Named region outline entries:
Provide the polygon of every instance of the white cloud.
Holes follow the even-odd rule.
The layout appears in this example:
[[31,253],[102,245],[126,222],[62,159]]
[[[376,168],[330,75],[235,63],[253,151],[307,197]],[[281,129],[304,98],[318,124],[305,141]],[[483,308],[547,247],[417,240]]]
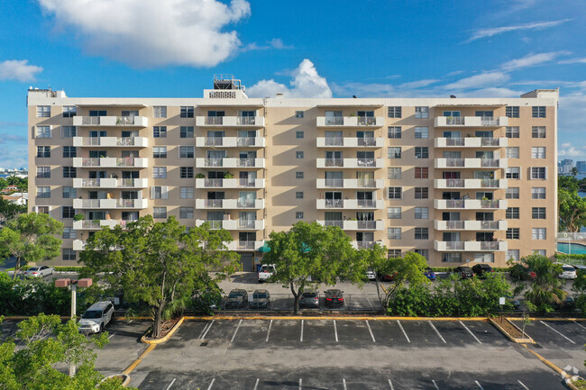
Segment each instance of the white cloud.
[[8,59],[0,62],[0,80],[34,81],[42,68],[29,65],[28,59]]
[[492,37],[494,35],[502,34],[503,32],[514,32],[518,30],[543,30],[548,27],[554,27],[559,24],[564,23],[572,19],[561,19],[559,21],[551,21],[551,22],[535,22],[531,23],[517,24],[514,26],[501,26],[501,27],[493,27],[490,29],[480,29],[472,32],[472,36],[470,37],[466,43],[472,42],[472,41],[480,40],[481,38]]
[[260,80],[246,89],[249,96],[274,97],[284,94],[286,97],[332,97],[332,89],[325,77],[319,76],[316,66],[306,59],[291,72],[290,87],[273,79]]
[[94,55],[135,68],[213,67],[241,46],[224,31],[251,14],[246,0],[39,0]]

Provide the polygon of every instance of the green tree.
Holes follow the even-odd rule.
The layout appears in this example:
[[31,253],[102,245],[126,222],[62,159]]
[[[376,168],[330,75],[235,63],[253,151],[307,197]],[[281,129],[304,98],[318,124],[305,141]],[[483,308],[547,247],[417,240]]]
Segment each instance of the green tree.
[[[153,317],[151,336],[159,338],[164,319],[235,270],[239,256],[225,246],[231,240],[227,231],[206,223],[186,232],[173,216],[154,222],[147,215],[126,230],[105,227],[90,237],[80,256],[82,275],[104,280],[127,302],[146,305]],[[211,277],[210,271],[217,273]]]
[[50,260],[60,253],[63,223],[49,214],[30,213],[6,222],[0,230],[0,248],[16,258],[14,278],[22,266],[29,262]]
[[274,280],[288,286],[299,313],[299,298],[307,287],[334,286],[339,279],[363,283],[361,267],[354,267],[356,250],[350,237],[337,226],[299,222],[288,231],[273,231],[265,262],[277,269]]

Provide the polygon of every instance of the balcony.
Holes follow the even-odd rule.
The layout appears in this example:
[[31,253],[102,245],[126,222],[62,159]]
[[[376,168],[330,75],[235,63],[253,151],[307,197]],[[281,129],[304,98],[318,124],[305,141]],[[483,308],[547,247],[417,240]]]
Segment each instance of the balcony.
[[380,168],[384,167],[382,159],[317,159],[317,168]]
[[264,148],[264,137],[197,137],[197,148]]
[[148,199],[73,199],[74,209],[145,209]]
[[196,168],[264,168],[264,159],[196,159]]
[[505,148],[508,145],[508,139],[489,137],[439,137],[434,140],[434,144],[435,148]]
[[264,199],[196,199],[196,209],[251,209],[264,208]]
[[436,116],[435,127],[502,127],[508,124],[506,116]]
[[264,230],[264,220],[221,220],[206,221],[196,220],[196,226],[201,226],[208,222],[210,229],[225,229],[226,231],[262,231]]
[[146,178],[80,178],[73,179],[74,188],[146,188]]
[[434,200],[436,210],[506,210],[506,200],[480,200],[480,199],[457,199],[457,200]]
[[74,126],[135,126],[148,127],[145,116],[74,116]]
[[481,178],[439,178],[434,180],[434,187],[444,188],[507,188],[507,179]]
[[196,188],[264,188],[263,178],[197,178]]
[[262,116],[197,116],[199,127],[264,127]]
[[384,188],[385,181],[379,179],[318,178],[316,187],[322,188]]
[[76,168],[147,168],[149,166],[149,159],[134,157],[76,157],[73,159],[73,166]]
[[436,231],[506,231],[507,221],[437,221]]
[[382,199],[317,199],[317,210],[380,210],[385,206]]
[[317,137],[317,148],[382,148],[384,138]]
[[506,252],[507,241],[438,241],[434,249],[439,252]]
[[318,116],[317,127],[382,127],[385,118],[382,116]]
[[146,137],[73,137],[73,146],[146,148],[149,146],[149,139]]
[[435,159],[434,166],[436,168],[494,168],[508,167],[507,159]]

▸ Stated goal: Please convert every line of the entries above into a Markdown table with the columns "No." and "Text", numbering the rows and skipping blank lines. Leave the pictures out of the table.

▸ Problem solution:
| No. | Text |
|---|---|
| 1 | Provide the polygon of every instance of the white cloud. |
| 2 | Holes follow the even-odd rule. |
| 3 | The layout appears in this example: |
| 4 | [[31,253],[102,245],[126,222],[62,159]] |
| 5 | [[[376,168],[330,75],[235,63],[253,151],[307,197]],[[281,129],[304,98],[318,124],[305,141]],[[483,308],[547,247],[417,240]]] |
| 6 | Segment each instance of the white cloud. |
| 7 | [[8,59],[0,62],[0,80],[34,81],[42,68],[29,65],[28,59]] |
| 8 | [[492,37],[494,35],[502,34],[503,32],[514,32],[518,30],[543,30],[548,27],[554,27],[559,24],[564,23],[572,19],[561,19],[559,21],[551,21],[551,22],[535,22],[531,23],[517,24],[514,26],[501,26],[501,27],[493,27],[490,29],[480,29],[472,32],[472,36],[470,37],[466,43],[472,42],[472,41],[480,40],[481,38]] |
| 9 | [[260,80],[246,89],[249,96],[274,97],[284,94],[286,97],[332,97],[332,89],[325,77],[319,76],[316,66],[306,59],[291,72],[290,87],[273,79]] |
| 10 | [[94,55],[135,68],[213,67],[241,46],[224,31],[251,14],[246,0],[39,0]] |
| 11 | Provide the polygon of every instance of the green tree. |
| 12 | Holes follow the even-odd rule. |
| 13 | The layout appears in this example: |
| 14 | [[31,253],[102,245],[126,222],[62,159]] |
| 15 | [[[376,168],[330,75],[235,63],[253,151],[307,197]],[[281,129],[304,98],[318,124],[305,141]],[[483,308],[547,247],[417,240]]] |
| 16 | Segment each instance of the green tree. |
| 17 | [[[153,317],[151,336],[159,338],[164,319],[235,270],[239,256],[225,246],[231,240],[227,231],[206,223],[186,232],[173,216],[154,222],[147,215],[126,230],[105,227],[90,237],[80,256],[82,275],[104,280],[127,302],[146,305]],[[211,277],[210,271],[217,273]]] |
| 18 | [[50,260],[60,253],[63,223],[49,214],[30,213],[6,222],[0,230],[0,248],[16,258],[14,278],[22,266],[29,262]] |
| 19 | [[274,280],[288,286],[299,313],[299,298],[307,287],[334,286],[339,279],[363,283],[361,267],[354,267],[356,250],[350,237],[337,226],[299,222],[288,231],[273,231],[265,262],[277,269]] |
| 20 | Provide the polygon of every instance of the balcony. |
| 21 | Holes follow the even-odd rule. |
| 22 | The layout appears in this example: |
| 23 | [[31,253],[102,245],[126,222],[62,159]] |
| 24 | [[[376,168],[330,75],[235,63],[253,151],[307,197]],[[281,129],[304,98],[318,124],[305,141]],[[483,308],[547,247],[417,240]]] |
| 25 | Segment each instance of the balcony. |
| 26 | [[380,168],[384,167],[382,159],[317,159],[317,168]] |
| 27 | [[264,148],[264,137],[197,137],[197,148]] |
| 28 | [[148,199],[73,199],[74,209],[145,209]] |
| 29 | [[196,168],[264,168],[264,159],[196,159]] |
| 30 | [[505,148],[508,145],[508,139],[489,137],[439,137],[434,140],[434,144],[435,148]] |
| 31 | [[264,199],[196,199],[196,209],[251,209],[264,208]] |
| 32 | [[436,116],[435,127],[502,127],[508,124],[506,116]] |
| 33 | [[264,230],[264,220],[221,220],[206,221],[196,220],[196,226],[201,226],[208,222],[210,229],[225,229],[226,231],[262,231]] |
| 34 | [[146,178],[80,178],[73,179],[74,188],[146,188]] |
| 35 | [[434,200],[436,210],[506,210],[506,200],[480,200],[480,199],[457,199],[457,200]] |
| 36 | [[74,126],[135,126],[148,127],[145,116],[74,116]] |
| 37 | [[481,178],[439,178],[434,180],[434,187],[444,188],[507,188],[507,179]] |
| 38 | [[196,188],[264,188],[263,178],[197,178]] |
| 39 | [[262,116],[197,116],[199,127],[264,127]] |
| 40 | [[384,188],[385,181],[379,179],[318,178],[316,187],[322,188]] |
| 41 | [[76,168],[147,168],[149,166],[149,159],[134,157],[76,157],[73,159],[73,166]] |
| 42 | [[436,231],[506,231],[507,221],[437,221]] |
| 43 | [[382,199],[317,199],[317,210],[380,210],[385,206]] |
| 44 | [[317,137],[317,148],[382,148],[384,138]] |
| 45 | [[506,252],[507,241],[438,241],[434,249],[439,252]] |
| 46 | [[318,116],[317,127],[382,127],[385,118],[382,116]] |
| 47 | [[146,137],[73,137],[73,146],[146,148],[149,146],[149,139]] |
| 48 | [[435,159],[434,166],[436,168],[494,168],[508,167],[507,159]] |